'''
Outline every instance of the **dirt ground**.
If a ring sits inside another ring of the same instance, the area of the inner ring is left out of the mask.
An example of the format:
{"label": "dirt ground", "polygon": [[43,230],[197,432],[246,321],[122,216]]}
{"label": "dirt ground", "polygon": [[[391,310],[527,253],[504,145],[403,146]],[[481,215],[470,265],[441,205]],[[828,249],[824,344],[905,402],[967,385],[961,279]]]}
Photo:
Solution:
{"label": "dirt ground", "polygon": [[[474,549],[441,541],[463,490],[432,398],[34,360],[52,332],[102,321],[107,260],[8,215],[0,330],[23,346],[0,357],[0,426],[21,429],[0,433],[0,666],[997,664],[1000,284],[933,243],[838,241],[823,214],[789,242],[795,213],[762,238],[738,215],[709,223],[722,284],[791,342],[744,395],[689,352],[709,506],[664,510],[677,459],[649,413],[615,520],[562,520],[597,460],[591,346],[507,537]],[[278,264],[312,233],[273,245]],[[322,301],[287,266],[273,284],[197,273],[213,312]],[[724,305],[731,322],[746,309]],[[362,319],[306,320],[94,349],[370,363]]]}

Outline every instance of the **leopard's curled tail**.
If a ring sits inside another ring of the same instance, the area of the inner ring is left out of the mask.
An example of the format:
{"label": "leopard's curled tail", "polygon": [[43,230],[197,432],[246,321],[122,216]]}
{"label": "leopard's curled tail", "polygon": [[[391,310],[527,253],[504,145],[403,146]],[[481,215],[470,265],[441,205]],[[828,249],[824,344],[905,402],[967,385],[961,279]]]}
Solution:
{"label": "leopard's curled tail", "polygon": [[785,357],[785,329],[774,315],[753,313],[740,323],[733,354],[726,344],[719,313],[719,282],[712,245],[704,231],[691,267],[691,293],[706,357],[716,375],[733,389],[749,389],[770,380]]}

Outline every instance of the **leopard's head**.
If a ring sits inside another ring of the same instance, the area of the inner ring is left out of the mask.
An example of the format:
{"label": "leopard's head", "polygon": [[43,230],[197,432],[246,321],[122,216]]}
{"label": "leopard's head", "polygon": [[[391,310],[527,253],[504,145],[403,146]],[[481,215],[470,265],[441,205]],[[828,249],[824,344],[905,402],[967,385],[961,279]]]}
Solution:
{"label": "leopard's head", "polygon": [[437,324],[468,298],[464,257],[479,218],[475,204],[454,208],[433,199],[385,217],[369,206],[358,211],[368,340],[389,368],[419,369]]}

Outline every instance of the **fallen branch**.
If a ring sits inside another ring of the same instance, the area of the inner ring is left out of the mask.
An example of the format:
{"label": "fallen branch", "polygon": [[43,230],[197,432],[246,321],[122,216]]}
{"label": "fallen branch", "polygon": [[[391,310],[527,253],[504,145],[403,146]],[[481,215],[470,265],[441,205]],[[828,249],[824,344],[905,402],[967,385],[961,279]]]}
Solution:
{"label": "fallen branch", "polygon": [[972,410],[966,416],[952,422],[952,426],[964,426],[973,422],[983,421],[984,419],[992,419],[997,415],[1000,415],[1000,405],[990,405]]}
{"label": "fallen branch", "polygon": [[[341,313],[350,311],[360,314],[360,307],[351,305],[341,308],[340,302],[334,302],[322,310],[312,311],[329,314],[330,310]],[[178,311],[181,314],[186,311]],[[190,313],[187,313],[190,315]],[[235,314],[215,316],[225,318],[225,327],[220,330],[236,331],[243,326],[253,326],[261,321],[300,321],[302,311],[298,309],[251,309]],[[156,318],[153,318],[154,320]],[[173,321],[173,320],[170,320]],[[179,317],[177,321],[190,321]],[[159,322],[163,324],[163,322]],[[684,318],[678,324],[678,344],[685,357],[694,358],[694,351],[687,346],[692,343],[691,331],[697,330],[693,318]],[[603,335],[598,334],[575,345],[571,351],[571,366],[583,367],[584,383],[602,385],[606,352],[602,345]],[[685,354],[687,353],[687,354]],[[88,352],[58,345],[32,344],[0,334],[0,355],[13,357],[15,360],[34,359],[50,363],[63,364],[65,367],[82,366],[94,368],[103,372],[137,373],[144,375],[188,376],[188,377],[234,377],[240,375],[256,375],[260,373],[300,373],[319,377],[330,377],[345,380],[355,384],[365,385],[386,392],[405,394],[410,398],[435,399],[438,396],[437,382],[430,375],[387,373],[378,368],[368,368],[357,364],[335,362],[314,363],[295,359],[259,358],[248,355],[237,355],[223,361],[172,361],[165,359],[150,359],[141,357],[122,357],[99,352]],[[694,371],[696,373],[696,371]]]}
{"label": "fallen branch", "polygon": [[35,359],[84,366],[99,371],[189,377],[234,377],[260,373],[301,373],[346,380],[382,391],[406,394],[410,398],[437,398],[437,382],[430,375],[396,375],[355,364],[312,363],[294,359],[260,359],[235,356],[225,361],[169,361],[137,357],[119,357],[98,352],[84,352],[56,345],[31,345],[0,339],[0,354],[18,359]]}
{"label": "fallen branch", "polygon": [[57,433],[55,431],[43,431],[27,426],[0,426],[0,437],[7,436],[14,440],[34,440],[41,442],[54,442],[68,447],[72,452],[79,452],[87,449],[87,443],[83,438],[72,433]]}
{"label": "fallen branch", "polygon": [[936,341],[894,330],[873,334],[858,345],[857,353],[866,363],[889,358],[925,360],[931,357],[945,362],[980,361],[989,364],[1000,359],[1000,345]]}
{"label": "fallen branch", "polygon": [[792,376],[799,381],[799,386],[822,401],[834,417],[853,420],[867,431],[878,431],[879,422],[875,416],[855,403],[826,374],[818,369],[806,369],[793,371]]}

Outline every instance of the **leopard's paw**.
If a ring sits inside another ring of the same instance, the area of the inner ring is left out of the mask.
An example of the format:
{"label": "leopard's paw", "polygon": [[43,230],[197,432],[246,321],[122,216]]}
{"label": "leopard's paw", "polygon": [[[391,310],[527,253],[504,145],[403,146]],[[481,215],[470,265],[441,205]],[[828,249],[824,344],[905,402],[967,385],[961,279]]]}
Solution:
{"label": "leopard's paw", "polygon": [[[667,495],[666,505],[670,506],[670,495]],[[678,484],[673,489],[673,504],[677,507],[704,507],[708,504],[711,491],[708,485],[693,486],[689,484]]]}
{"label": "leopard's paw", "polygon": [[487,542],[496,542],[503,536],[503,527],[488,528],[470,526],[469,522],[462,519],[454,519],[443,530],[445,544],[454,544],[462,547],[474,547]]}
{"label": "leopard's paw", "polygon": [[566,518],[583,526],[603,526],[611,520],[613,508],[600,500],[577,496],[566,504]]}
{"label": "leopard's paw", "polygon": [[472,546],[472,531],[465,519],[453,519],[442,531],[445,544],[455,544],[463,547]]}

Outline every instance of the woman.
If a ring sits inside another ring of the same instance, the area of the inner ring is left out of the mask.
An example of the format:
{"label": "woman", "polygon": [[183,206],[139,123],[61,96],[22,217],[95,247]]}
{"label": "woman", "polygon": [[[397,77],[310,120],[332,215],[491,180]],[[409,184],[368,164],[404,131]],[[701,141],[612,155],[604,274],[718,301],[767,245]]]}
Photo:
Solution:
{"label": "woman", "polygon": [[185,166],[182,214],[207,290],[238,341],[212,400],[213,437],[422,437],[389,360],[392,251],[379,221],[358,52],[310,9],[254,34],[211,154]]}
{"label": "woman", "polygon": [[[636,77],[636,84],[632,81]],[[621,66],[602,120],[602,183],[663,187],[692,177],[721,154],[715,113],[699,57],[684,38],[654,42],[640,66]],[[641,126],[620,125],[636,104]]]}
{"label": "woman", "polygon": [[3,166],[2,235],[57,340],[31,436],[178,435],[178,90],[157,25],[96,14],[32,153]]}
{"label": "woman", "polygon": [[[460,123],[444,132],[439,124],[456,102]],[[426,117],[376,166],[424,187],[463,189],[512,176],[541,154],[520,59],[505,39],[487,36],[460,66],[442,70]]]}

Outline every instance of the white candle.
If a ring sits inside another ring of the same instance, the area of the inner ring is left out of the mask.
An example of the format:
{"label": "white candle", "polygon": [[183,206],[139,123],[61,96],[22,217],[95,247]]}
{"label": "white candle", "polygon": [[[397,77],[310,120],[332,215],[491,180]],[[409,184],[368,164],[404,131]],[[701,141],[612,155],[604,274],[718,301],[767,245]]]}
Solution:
'''
◆ **Problem description**: Lines with the word "white": report how many there are in the entries, as a bare number.

◆ **Written reply**: 3